begin Data to process
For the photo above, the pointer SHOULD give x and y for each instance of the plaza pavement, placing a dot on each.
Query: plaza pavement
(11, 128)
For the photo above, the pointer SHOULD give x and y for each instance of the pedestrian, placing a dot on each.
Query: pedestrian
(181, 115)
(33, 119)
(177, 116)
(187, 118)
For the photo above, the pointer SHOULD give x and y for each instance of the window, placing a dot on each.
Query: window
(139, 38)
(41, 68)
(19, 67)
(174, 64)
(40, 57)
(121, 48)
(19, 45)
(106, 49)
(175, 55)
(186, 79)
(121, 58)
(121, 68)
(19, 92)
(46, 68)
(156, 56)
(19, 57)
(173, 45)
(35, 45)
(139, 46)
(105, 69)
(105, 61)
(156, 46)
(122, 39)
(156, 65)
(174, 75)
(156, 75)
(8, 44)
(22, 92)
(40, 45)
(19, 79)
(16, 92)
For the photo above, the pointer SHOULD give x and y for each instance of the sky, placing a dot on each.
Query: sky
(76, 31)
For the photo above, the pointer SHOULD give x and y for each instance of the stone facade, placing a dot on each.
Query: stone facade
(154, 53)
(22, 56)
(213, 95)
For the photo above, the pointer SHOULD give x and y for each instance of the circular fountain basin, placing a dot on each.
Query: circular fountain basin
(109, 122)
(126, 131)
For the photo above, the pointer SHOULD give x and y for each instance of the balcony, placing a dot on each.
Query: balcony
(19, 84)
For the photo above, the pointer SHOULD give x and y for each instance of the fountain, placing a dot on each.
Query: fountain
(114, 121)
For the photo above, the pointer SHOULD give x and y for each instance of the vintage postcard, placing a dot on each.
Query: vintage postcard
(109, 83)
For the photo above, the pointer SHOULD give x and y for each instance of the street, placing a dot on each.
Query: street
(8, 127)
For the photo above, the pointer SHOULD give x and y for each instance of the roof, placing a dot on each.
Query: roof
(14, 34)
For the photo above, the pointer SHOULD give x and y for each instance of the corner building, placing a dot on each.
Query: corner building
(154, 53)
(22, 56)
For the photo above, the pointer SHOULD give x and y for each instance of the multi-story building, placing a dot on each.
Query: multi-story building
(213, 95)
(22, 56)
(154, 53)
end Data to process
__Stated exercise__:
Print the entries exactly. Include every one.

__Solution__:
For the photo above, the pointer SHOULD give x and y for each instance of the plaza pavement, placing a dot on each.
Query: plaza pavement
(11, 128)
For the photo above, the pointer SHOULD give x and y for each instance of the pedestrian, placing a dot on each.
Query: pedestrian
(181, 115)
(33, 119)
(177, 116)
(187, 118)
For the photo above, the pointer SHOULD give x and y for each instance of the window, placing a dot on each.
Query: window
(139, 38)
(41, 68)
(19, 67)
(174, 64)
(40, 57)
(121, 48)
(19, 45)
(106, 49)
(175, 55)
(186, 79)
(121, 58)
(121, 68)
(19, 92)
(46, 68)
(156, 56)
(19, 57)
(173, 45)
(35, 45)
(139, 46)
(105, 69)
(105, 61)
(156, 46)
(122, 39)
(156, 65)
(174, 75)
(156, 75)
(8, 44)
(22, 92)
(40, 45)
(19, 79)
(16, 92)
For the photo above, the pointer SHOULD give x and y for each instance of the sky, placing a dot on each.
Query: sky
(76, 31)
For the photo above, the pointer SHOULD give x and y for each instance of the stone facade, placing a dot on each.
Query: stone facade
(154, 53)
(22, 56)
(213, 95)
For the photo above, the pointer SHOULD give x and y for each instance of the circular fountain basin, placing a dot on each.
Query: circular fountain basin
(109, 122)
(126, 131)
For the photo above, the pointer SHOULD give x and y for each instance of the balcony, placing a dot on each.
Query: balcony
(19, 84)
For the photo above, the pointer SHOULD give x and y for each instance of the fountain, placing a dot on each.
Query: fountain
(114, 121)
For the photo above, the pointer SHOULD give x and y for each instance of the vintage postcard, placing a dot on each.
Query: vintage postcard
(109, 83)
For the photo above, the pointer SHOULD give x and y for each instance of the street, placing a dot on each.
Query: street
(8, 127)
For the photo above, the pointer SHOULD give x and y for each instance of the roof, placing a dot on each.
Query: roof
(14, 34)
For the photo above, the pointer SHOULD give x and y for each instance of the corner building, placing a dot on each.
Query: corner building
(154, 53)
(22, 56)
For the photo above, the pointer SHOULD give x and y for each instance of the multi-story building, placing a dot on each.
Query: multi-story building
(213, 95)
(22, 56)
(154, 53)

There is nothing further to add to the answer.